INFORMATION GIVEN
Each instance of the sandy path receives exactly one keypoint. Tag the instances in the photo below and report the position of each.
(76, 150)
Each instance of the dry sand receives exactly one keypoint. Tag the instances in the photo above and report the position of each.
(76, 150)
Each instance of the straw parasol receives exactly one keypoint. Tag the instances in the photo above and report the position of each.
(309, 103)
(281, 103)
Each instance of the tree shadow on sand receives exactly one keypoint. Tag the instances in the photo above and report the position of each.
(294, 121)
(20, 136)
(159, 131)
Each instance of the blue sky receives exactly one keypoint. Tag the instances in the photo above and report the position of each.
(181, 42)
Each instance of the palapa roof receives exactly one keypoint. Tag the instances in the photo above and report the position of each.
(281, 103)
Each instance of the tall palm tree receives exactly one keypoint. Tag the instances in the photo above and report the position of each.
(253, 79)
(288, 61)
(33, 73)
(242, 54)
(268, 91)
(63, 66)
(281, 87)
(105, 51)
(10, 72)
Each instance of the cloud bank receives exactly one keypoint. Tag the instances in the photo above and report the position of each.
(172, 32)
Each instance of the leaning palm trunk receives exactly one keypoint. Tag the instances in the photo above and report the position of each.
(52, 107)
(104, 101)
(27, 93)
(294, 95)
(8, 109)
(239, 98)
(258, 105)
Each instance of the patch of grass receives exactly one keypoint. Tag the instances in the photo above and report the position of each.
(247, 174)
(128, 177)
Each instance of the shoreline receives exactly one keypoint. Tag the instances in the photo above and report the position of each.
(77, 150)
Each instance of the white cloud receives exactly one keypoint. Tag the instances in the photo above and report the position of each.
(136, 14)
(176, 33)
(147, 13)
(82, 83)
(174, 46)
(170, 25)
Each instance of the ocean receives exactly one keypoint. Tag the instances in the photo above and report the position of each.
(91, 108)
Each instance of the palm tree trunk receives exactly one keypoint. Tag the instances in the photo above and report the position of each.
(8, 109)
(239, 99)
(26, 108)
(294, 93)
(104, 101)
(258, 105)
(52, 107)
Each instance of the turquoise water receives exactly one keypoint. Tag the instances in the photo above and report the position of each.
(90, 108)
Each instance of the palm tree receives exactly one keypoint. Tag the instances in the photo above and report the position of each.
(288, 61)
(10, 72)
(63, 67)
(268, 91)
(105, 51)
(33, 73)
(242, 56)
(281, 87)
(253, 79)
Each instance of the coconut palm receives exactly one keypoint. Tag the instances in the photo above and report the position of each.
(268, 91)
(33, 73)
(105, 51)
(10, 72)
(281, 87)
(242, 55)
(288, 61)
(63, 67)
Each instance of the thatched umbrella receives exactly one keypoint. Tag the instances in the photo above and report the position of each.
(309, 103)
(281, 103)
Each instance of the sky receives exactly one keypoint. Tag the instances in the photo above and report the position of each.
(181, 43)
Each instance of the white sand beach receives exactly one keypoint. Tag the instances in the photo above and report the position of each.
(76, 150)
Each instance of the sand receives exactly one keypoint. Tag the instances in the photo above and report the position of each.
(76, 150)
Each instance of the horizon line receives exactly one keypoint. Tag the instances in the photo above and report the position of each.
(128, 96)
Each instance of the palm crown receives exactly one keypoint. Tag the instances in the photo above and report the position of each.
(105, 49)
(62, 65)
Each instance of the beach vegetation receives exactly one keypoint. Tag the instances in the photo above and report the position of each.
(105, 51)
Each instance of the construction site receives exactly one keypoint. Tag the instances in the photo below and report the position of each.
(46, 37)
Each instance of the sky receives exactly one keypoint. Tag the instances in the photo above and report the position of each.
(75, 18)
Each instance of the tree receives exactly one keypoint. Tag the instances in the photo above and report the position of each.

REQUIREMENTS
Copy the data above in full, character for character.

THE RESULT
Each instance of the sandy path receives exactly one keypoint. Tag the instances in the photo below and report the position of each.
(76, 150)
Each instance of the dry sand receives exactly one keypoint. Tag the instances in the photo above and report the position of each.
(76, 150)
Each instance of the straw parasol receives exactly one keypoint. Tag the instances in the photo above and report the position of each.
(309, 103)
(281, 103)
Each instance of the tree shadow on sand receives exactly one keypoint. Tag the instances in the photo above and report the position of each.
(294, 121)
(20, 136)
(159, 131)
Each instance of the blue sky receives exactly one keypoint. Tag the instances in the photo above and report the position of each.
(181, 42)
Each instance of the palapa roof receives exactly one keypoint. Tag the instances in the photo above and report the position of each.
(281, 103)
Each instance of the tall palm tree receives exactly one keypoint. Tag the instances in the photo above and report the position of each.
(253, 79)
(288, 61)
(33, 73)
(242, 54)
(268, 91)
(63, 66)
(281, 87)
(105, 51)
(10, 72)
Each instance of the cloud bank receives exactly one keypoint. Tag the instances in the photo above and report the position of each.
(172, 32)
Each instance of the leaning palm trunk receives exactly one keypoint. Tag the instances in the photo above and report the position of each.
(52, 107)
(104, 101)
(27, 93)
(294, 95)
(8, 109)
(239, 98)
(258, 105)
Each instance of the patch of grass receives exactly one keypoint. Tag the instances in the photo above and report the position of each.
(247, 174)
(128, 177)
Each instance of the shoreline receives exactly one keypoint. Tag the instances in the photo above and report the position of each.
(77, 150)
Each instance of the white cloud receives exactly one keypoint. Tag the instances in the photo above and report the position of each.
(136, 14)
(176, 33)
(147, 13)
(82, 83)
(174, 46)
(170, 25)
Each instance of the ocean receives exactly one keypoint. Tag the instances in the photo above and report the position of each.
(91, 108)
Each instance of the palm tree trunk receives exactly one keypoint. Tag the instances in the photo above and report the position of each.
(8, 109)
(239, 99)
(26, 108)
(294, 93)
(104, 101)
(258, 105)
(52, 107)
Each instance of the turquoise water receives exactly one keypoint. Tag the instances in the photo above and report the position of each.
(90, 108)
Each instance of the palm tree receives exactly one keypoint. Tag the instances in the photo above and report the position of each.
(288, 61)
(10, 72)
(63, 67)
(268, 91)
(105, 51)
(33, 73)
(242, 56)
(281, 87)
(253, 79)
Each instance of the coconut palm receives exactly one keypoint. Tag the instances in the photo above and report the position of each.
(268, 91)
(33, 73)
(105, 51)
(10, 72)
(281, 87)
(242, 55)
(288, 61)
(63, 67)
Each instance of the thatched umbrella receives exactly one keypoint. Tag the instances in the photo above and report the position of each.
(309, 103)
(281, 103)
Each instance of the sky receives exactly one keypoint. Tag the instances in the photo above and report the position of each.
(181, 43)
Each instance of the white sand beach receives exactly one keypoint. Tag the instances in the photo above and report the position of each.
(76, 150)
Each instance of the sand receives exactly one keypoint. Tag the instances in the photo above and report the position of each.
(76, 150)
Each instance of the horizon line receives exactly one keypoint. Tag the instances in the photo above and report the position of each.
(128, 96)
Each instance of the palm crown receives exactly one keypoint. Tag the instances in the photo above and report the position of each.
(105, 49)
(62, 65)
Each instance of the beach vegetation receives exactly one keypoint. Tag the instances in the photo above and report the position of each.
(105, 51)
Each instance of the construction site receives exactly one keypoint. Tag the instances in the photo below and report the position of each.
(46, 37)
Each instance of the sky receives exactly one keypoint. Tag the instances in the photo above and report the position of each.
(75, 18)
Each instance of the tree receives exactly one keypoint. Tag the instances in the photo above and report the position of each.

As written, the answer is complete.